# Problem
For each line below that holds "sample", return the line as it stands.

# Recorded information
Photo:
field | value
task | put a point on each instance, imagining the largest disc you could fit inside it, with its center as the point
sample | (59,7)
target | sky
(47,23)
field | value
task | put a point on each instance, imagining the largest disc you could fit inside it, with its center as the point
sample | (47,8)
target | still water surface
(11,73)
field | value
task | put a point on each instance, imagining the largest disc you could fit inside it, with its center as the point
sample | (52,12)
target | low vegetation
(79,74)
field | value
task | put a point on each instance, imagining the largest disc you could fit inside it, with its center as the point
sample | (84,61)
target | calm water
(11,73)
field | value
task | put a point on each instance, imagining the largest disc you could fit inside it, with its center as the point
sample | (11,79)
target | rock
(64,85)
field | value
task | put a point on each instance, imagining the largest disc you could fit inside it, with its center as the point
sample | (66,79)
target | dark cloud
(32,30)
---
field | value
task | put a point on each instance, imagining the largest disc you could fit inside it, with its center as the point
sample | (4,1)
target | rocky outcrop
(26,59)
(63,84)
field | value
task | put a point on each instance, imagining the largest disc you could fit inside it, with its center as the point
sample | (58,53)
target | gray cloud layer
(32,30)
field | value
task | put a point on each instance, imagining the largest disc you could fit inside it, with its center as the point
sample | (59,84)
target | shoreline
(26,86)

# Result of the exercise
sample | (59,7)
sample | (47,8)
sample | (52,12)
sample | (84,61)
sample | (11,79)
sample | (66,79)
sample | (4,1)
sample | (58,53)
sample | (59,84)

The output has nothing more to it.